§ What the task requires
Line by line, transcribe the listing below without omission.
::: Available records
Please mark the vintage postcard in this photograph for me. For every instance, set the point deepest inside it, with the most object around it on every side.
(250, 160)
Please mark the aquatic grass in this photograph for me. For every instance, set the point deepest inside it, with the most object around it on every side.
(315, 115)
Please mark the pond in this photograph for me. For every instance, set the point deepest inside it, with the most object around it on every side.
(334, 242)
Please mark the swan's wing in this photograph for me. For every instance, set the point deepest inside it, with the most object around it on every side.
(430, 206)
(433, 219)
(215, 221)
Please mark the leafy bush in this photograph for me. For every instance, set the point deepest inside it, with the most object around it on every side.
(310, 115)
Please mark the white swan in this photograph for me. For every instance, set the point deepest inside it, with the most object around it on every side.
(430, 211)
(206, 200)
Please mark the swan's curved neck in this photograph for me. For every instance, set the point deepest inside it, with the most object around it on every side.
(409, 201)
::::::
§ Answer space
Please mark the vintage postcard in this photograph for me. For every instance, set the point deepest inside it, with the most object around it on every side.
(250, 160)
Please mark the aquatic grass in this photograph for me. For every instance, set the point deepest inside it, with the most object around it on every side.
(315, 115)
Please mark the pond in this photograph for me. For every instance, set the point deepest inside it, with the most object around it on every side.
(334, 242)
Please mark the swan's wing in this photograph for me. For every instance, set the point deepest inside it, with the most object around it on every side.
(430, 206)
(433, 219)
(215, 221)
Please mark the leafy bush in this photograph for me. For every instance, set the point deepest inside it, with the most object around it on every side.
(310, 115)
Please mark the white swan in this photograph for me. For every instance, set the point deepest inside it, with the most object around it on every side.
(430, 211)
(206, 200)
Please mark the swan's curved neck in this photograph for me. For every instance, set the point deepest inside it, with the most object around it on every side.
(409, 201)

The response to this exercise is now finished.